▶ [EXERCISE] Please copy out every line of the data word for word.

**** INFORMATION SUPPLIED ****

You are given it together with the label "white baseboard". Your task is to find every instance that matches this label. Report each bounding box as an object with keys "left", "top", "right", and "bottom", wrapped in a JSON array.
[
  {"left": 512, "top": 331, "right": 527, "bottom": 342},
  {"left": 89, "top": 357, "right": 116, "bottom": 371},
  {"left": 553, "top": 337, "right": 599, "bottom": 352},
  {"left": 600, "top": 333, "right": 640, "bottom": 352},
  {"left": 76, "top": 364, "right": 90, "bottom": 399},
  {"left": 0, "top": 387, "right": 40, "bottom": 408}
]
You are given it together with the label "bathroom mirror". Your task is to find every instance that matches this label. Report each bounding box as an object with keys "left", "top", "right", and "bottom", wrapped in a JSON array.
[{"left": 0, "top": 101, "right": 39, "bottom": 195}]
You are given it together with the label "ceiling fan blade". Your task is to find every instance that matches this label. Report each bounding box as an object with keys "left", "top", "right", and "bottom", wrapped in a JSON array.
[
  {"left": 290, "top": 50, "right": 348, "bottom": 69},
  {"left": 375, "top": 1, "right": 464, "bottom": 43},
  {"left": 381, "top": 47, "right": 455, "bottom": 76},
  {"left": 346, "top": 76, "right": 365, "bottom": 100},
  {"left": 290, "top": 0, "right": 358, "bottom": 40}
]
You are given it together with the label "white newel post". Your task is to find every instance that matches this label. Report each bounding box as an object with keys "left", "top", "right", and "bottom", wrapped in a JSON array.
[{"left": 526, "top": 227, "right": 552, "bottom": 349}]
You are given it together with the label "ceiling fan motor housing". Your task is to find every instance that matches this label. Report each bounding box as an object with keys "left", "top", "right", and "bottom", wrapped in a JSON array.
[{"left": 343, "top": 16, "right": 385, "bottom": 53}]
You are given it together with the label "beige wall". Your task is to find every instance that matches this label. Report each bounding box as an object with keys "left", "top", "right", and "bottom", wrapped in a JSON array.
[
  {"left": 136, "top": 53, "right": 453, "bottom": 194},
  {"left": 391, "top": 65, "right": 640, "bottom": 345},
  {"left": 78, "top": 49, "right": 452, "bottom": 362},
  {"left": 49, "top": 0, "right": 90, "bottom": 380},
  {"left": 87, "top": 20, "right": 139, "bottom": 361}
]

****

▶ [EXERCISE OUTPUT]
You are given it together with the label "white baseboard". Your task is to find every instance that matches this label. Report each bounding box as an object with keys "left", "top", "right", and "bottom", wrapped in a JSON array.
[
  {"left": 512, "top": 331, "right": 527, "bottom": 342},
  {"left": 89, "top": 357, "right": 116, "bottom": 371},
  {"left": 553, "top": 337, "right": 599, "bottom": 352},
  {"left": 600, "top": 333, "right": 640, "bottom": 352},
  {"left": 76, "top": 364, "right": 90, "bottom": 399},
  {"left": 0, "top": 387, "right": 40, "bottom": 408}
]
You are given it together with the label "bathroom mirror". Your task is to find every instance that matches this label. Report each bounding box as an object with keys "left", "top", "right", and "bottom", wrapped in a JSON array.
[{"left": 0, "top": 101, "right": 39, "bottom": 195}]
You are given it together with the label "ceiling fan blade". Your task is to find every instance that matches this label. Report each bounding box as an object with keys "left", "top", "right", and "bottom", wrapped in a JSON array.
[
  {"left": 290, "top": 50, "right": 348, "bottom": 69},
  {"left": 375, "top": 1, "right": 464, "bottom": 43},
  {"left": 381, "top": 47, "right": 455, "bottom": 76},
  {"left": 346, "top": 76, "right": 365, "bottom": 100},
  {"left": 290, "top": 0, "right": 358, "bottom": 40}
]
You are given it together with the label "white newel post". Your task is to find every instance that matches this label. Report each bounding box as an object with keys "left", "top", "right", and "bottom", wrapped in a JSON array.
[{"left": 526, "top": 227, "right": 552, "bottom": 349}]
You are given it together with the label "ceiling fan motor housing". Your task is to find every instance that matches this label. Report each bounding box as an object with keys "left", "top", "right", and "bottom", wrapped in a JSON array.
[{"left": 343, "top": 16, "right": 385, "bottom": 53}]
You are given it together with the label "beige wall". Your task is to find every instance that matches this label. Report each bounding box as an object with keys "left", "top", "right", and "bottom", wrapped in a JSON array.
[
  {"left": 136, "top": 53, "right": 453, "bottom": 194},
  {"left": 391, "top": 65, "right": 640, "bottom": 345},
  {"left": 78, "top": 49, "right": 452, "bottom": 362},
  {"left": 49, "top": 0, "right": 90, "bottom": 380},
  {"left": 87, "top": 20, "right": 139, "bottom": 361}
]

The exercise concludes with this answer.